## GOAL OF THE EXERCISE
Rewrite the stretch of lines from the start through the line containing "Outline every instance", putting "seedling" wherever "sprouting plant" appears and changing nothing else.

## DATASET ROWS
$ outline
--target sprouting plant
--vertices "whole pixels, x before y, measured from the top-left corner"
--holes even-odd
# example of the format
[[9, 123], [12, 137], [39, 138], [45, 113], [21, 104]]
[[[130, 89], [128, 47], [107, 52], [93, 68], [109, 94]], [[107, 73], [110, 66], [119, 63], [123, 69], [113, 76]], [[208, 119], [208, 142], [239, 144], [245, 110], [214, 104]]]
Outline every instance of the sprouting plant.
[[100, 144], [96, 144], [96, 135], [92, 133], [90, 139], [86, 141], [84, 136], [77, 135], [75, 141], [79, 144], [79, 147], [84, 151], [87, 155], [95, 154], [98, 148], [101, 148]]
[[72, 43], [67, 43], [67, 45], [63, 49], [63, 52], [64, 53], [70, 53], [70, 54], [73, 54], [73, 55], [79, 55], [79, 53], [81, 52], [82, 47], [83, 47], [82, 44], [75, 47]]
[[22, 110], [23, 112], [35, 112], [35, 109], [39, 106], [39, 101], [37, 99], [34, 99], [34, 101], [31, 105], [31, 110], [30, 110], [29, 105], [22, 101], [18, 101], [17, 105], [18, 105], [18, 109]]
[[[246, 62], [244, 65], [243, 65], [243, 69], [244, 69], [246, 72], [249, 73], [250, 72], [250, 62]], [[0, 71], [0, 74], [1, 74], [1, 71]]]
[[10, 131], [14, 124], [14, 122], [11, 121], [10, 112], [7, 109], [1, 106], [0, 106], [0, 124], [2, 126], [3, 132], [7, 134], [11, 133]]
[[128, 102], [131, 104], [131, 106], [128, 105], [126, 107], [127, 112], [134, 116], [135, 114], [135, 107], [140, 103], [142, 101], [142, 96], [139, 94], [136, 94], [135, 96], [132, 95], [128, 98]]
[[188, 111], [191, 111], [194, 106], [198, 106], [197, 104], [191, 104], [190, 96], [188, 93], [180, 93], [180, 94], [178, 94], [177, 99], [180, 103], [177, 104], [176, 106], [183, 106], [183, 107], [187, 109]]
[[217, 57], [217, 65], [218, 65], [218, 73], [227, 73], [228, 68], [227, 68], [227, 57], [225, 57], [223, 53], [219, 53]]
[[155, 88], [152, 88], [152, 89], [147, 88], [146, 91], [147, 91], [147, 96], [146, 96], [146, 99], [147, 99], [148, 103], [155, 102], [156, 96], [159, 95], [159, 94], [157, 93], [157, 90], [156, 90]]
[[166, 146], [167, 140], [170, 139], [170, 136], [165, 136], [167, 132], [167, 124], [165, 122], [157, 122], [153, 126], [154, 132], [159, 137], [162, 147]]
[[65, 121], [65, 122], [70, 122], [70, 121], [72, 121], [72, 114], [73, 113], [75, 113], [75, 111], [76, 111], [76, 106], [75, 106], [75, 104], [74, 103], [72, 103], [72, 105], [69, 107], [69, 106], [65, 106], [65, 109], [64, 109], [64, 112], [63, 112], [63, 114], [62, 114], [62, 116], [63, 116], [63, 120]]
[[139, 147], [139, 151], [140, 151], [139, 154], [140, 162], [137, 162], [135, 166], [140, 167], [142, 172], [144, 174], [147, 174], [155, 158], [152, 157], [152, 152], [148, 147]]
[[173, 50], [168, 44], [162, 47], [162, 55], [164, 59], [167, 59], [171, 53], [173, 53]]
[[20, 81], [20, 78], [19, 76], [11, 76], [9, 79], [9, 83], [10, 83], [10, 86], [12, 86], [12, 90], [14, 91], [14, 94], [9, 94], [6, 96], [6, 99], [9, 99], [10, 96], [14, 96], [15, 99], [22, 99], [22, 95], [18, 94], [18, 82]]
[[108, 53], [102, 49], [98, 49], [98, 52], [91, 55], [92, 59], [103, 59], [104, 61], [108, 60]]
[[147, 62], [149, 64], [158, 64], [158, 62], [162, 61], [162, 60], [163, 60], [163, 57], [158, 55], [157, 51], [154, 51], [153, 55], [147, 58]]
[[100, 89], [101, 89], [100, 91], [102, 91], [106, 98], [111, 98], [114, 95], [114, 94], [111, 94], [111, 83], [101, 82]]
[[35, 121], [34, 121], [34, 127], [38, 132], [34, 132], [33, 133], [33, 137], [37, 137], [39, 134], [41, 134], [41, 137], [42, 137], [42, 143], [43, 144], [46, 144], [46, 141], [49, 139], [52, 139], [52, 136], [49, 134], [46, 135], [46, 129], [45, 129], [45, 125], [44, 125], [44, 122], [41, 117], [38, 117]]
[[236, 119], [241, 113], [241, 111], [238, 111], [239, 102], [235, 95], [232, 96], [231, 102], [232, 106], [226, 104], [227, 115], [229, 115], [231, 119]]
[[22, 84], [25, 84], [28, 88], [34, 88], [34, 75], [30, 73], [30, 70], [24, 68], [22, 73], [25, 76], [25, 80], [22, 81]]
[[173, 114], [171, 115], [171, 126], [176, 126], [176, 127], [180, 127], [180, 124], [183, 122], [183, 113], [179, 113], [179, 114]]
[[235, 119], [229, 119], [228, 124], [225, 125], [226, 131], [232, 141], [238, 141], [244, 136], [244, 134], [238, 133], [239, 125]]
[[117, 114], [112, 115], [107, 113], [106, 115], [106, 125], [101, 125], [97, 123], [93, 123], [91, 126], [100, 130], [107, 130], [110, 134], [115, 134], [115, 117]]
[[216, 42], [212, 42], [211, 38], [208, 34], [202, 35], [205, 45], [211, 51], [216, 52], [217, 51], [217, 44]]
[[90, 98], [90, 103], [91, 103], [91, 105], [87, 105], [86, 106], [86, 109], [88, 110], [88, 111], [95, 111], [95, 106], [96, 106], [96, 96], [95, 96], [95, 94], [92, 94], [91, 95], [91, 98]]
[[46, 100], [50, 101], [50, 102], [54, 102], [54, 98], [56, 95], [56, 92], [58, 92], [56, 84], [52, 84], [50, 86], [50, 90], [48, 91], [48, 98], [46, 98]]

## THE OUTPUT
$ outline
--target seedling
--vertices "whole pixels, x before y, measured from the top-left corner"
--holes even-odd
# example of the format
[[9, 123], [12, 137], [39, 138], [45, 113], [21, 104]]
[[[130, 89], [128, 47], [107, 52], [93, 68], [109, 94]], [[107, 73], [110, 66], [119, 63], [123, 69], [113, 76]], [[208, 119], [208, 142], [239, 144], [245, 110], [214, 104]]]
Outline every instance of the seedling.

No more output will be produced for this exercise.